* Provided text:
Then we had breakfast [i had breakfast! - and i've actually been having breakfast for the past few days in school - somehow the moulding process makes me feel hungry - in fact yesterday in school i had two breakfasts (one bun and then one plate of spaghetti plus chicken chop) and one lunch (cai fan) within the span of three hours...] at killiney kopitiam - my first time eating there ever - not bad lah, but sooo much butter in the kaya toast (Eunice, sounds familiar? =p)

Slacked almost the whole rest of the morning and afternoon at home - got some much needed sleep (actually only an hour) since this whole week i've been averaging five hours a night - thankfully the whole module mapping process is nearing an end - the past few days (or at least the free time that i've had while in the staff room) have in large part been spent carefully crafting emails to the relevant people from both schools - it's quite a headache i must say... At least with some progress made, exchange becomes much more of something to tangibly look forward to...

And while we're on that topic in the evening made the trip back to the airport again (the second time this year i've been to the airport twice in a day btw - for the sake of totally useless trivia) to see Debs off - quite a number of people were there - basically summed up as lots of arts people, past and present, plus Damien =p Had fun, most of it at the expense of certain individuals who shall remain unnamed. I shall keep quiet as to who exactly =p. Debs, if and when you read this, have a blast...

Huh - so my turn is apparently next - it's actually in a very short while, though it stil seems like eons away thanks to the visa and mapping stuff that requires completion, as well as the travel plans finalization process - hopefully by once the dreaded ippt passes i'll be more excited - 18 days left and counting...

Thursday, July 13, 2006

the mundane and the (for lack of a better word) not-so-mundane

School so far has been largely uneventful (which of course is a good thing) apart from some arrows shot in the general direction of the four attachees (the term "teaching scholar" carries with it a lot of positive implications which at least i don't feel i can live up to so i prefer the label "attachee", if such a word exists (and of course not as in attaché case) (and after all, as they say, "nothing without labour" =p so work is expected lah). Of course there's nothing that i can complain about [cos from the group discussions at FOC have decided that my life can do without (excessive) complaining], suffice to say that it's been a rather interesting and quite enjoyable experience so far - as i've said before the staff and my fellow attachees are generally very nice people to work with. While i haven't even started handling a class yet (note i said "handling a class" cos won't actually have to teach in the strictest sense of the word), am in any case thankfully getting into the whole swim of things...

Had a good break from school today since a good portion of thursday cg and friends gathered at Orchard (which btw looks different every single time i step into it - which is hardly a surprise considering that nowsaday i step into it all of once every two months or even less, compared to the so-called heyday back when i was still studying merely up the road at barker, and would go down to Orchard at least once a week) for a gathering facilitated by Debs' imminent departure to what one prof in my department (and he's from that very country so he's entitled to call it that) the white trash nation of Asia... Anyway, almost everyone seemed so busy - loads of working folk there especially...

* To be done:
[1] Name every person the blog post refers to by name.
[2] Carry on the blog post from its last sentence, keeping the same casual voice.

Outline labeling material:
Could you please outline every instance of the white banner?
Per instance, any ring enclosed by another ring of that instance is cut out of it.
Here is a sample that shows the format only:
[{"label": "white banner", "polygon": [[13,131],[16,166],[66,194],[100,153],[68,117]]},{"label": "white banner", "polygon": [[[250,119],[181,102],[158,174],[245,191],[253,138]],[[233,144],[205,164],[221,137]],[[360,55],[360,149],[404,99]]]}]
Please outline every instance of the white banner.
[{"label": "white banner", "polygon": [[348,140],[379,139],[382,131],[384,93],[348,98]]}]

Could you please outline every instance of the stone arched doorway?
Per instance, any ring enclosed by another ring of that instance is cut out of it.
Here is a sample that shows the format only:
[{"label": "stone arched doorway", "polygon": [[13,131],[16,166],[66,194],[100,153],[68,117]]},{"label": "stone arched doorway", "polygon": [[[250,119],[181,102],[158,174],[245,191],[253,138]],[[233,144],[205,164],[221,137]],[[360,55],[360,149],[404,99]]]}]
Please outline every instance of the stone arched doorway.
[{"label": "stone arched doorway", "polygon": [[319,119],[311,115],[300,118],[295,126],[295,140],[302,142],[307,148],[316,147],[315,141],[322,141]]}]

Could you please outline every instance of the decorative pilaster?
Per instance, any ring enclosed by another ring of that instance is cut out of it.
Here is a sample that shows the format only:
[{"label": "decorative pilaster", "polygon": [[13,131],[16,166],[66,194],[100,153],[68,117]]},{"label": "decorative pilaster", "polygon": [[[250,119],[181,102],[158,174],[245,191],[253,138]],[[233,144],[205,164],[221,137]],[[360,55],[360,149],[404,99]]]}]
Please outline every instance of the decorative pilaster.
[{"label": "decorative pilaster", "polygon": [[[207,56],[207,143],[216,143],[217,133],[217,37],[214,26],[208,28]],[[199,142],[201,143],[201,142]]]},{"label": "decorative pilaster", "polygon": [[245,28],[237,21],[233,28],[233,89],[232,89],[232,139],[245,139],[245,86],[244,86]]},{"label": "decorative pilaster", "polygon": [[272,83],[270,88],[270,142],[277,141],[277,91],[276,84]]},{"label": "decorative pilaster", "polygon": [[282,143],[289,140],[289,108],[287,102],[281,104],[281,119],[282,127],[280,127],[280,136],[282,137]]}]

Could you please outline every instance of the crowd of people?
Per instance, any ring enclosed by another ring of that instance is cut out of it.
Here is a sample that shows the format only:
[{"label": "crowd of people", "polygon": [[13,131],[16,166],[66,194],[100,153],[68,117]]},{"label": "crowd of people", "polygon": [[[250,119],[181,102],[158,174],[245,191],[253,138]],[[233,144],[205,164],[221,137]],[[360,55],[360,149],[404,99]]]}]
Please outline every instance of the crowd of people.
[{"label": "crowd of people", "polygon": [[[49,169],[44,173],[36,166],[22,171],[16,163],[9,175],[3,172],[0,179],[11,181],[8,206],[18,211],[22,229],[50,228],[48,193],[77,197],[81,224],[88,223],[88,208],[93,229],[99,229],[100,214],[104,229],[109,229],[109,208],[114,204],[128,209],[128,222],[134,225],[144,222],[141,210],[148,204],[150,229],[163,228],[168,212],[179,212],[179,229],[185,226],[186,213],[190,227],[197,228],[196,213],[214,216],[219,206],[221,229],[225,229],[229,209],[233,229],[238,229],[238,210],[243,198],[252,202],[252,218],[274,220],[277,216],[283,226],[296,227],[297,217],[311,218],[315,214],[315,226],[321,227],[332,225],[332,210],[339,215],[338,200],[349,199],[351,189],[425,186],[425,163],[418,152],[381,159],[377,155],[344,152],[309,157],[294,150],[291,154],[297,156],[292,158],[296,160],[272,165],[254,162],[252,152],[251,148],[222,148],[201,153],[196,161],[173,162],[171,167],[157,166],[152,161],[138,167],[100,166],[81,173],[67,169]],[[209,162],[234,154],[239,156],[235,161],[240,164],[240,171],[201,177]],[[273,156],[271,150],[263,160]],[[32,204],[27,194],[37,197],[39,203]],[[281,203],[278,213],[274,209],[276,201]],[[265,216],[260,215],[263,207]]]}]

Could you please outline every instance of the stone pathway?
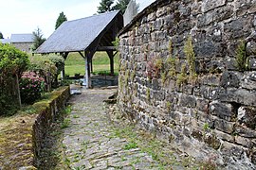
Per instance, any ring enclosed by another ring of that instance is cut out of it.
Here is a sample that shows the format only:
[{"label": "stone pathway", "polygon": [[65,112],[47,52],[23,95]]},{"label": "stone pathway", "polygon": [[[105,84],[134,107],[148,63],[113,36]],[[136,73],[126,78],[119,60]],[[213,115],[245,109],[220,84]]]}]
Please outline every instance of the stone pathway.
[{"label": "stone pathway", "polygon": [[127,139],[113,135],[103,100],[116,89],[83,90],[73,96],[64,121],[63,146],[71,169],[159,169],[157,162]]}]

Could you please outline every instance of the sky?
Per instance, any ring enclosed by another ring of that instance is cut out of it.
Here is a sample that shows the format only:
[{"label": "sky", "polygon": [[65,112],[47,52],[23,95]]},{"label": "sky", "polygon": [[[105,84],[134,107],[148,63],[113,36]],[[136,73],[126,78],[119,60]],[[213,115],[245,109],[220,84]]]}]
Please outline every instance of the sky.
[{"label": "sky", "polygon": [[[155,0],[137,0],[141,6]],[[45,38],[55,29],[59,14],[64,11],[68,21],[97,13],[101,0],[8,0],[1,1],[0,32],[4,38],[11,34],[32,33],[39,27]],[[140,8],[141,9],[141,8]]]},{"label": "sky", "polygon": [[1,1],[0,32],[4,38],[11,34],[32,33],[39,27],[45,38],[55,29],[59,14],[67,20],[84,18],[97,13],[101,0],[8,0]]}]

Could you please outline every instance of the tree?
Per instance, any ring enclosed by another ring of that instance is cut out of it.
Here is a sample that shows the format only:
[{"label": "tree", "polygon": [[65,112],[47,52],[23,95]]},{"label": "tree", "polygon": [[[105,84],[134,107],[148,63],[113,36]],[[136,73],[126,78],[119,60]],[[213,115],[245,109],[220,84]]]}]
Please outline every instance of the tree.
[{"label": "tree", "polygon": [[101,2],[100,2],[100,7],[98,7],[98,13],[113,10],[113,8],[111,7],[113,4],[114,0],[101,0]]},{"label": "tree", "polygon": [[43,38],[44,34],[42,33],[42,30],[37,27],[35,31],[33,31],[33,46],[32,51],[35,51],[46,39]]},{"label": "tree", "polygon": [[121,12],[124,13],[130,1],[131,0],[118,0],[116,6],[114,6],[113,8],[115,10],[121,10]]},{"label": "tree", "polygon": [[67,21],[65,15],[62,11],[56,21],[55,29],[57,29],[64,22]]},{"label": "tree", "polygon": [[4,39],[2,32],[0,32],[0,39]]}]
...
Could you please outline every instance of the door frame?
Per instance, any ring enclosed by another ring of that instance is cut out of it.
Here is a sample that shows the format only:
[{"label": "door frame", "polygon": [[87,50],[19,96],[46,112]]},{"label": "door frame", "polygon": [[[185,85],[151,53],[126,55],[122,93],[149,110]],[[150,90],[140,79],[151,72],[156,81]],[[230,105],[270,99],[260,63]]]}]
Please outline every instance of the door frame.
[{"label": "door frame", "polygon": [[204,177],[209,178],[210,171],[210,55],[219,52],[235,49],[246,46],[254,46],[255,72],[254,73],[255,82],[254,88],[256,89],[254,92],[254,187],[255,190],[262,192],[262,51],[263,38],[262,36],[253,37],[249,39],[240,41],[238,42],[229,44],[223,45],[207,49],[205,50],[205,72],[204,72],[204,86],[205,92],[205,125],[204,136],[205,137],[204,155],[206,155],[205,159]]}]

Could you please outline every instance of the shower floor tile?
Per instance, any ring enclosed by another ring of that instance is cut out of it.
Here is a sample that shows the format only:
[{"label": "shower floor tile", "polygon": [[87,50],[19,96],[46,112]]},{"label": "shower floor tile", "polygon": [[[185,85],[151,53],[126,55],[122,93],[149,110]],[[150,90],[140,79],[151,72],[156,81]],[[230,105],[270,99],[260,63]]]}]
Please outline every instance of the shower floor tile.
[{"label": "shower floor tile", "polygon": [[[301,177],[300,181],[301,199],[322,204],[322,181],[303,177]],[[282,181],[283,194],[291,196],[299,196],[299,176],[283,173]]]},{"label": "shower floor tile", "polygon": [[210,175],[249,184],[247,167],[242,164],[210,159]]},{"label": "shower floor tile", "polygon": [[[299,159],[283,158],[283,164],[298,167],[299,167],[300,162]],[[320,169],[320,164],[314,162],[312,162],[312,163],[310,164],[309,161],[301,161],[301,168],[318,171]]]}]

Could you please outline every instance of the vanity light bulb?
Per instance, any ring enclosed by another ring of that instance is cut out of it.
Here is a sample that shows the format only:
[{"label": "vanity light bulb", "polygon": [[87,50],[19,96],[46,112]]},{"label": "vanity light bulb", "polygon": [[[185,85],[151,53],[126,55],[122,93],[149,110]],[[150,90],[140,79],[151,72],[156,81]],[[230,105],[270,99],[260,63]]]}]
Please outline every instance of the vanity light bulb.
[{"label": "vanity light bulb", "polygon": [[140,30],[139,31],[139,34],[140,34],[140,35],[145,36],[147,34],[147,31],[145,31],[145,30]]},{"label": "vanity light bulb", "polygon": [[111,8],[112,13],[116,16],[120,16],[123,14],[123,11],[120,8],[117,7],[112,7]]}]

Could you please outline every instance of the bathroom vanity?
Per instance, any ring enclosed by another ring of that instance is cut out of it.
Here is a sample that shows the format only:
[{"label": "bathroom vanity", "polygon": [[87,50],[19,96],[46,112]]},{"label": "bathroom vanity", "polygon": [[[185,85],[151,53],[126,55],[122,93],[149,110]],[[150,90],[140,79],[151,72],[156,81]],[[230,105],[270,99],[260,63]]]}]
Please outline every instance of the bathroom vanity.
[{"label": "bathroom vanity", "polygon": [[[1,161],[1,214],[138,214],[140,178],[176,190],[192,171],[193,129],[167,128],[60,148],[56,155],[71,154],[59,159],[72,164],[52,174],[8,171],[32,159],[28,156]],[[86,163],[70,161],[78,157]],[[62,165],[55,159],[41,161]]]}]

* Task-by-task outputs:
[1] Eunice, Debs, Damien

[2]
Bumped into Chong Yak, my bmt mate who's now in smucf exco whom i have not seen for the longest time at the mrt station, and then into Lily, one of my primary six classmates whom i just met at the gathering that our class had only a few days ago. That was rather cool...

I must say that the attendance was impressive - around twenty or so of us from past and present alike (future a bit the hard lah...) - haven't seen some people in ages and it was good to catch up, even if time was a bit rushed. Good of Kumuthan to organise such an event, think he put in quite a bit of effort into it =) The community of believers whom i've grown accustomed to over here is definitely something that i'll miss when i'm away...

Which reminds me - quite a few people have asked me whether i am looking forward to going on exchange. Well the matter-of-fact answer that i give is a flat NO, or at least NOT YET, as i think it'll only sink in once the rest of the annoying bureaucracy and what not is cleared- and there still is some way to go for that. And after that there is the pre-term travel to plan, which i also am not looking too forward to. Only then once all this is settled, then i shall look forward to going on exchange...

Monday, July 10, 2006

all about moulding

Last night i had a primary six class reunion, the first one in a long time and the biggest one by very far. It all started around a week ago, i got a call from one of my old classmates whom i had not talked to, let alone seen, since circa post-PSLE time 1995, to inform me about a class reunion barbeque at a pavilion near the house of our former class teacher. Being one for these sort of things i made it a point to go, even though the house was around my old haunt - the North East Hougang/Serangoon/Sengkang area, or in other words, VERY FAR AWAY FROM MY HOUSE. Ah but rekindling of broken bonds supercedes distance anytime, so...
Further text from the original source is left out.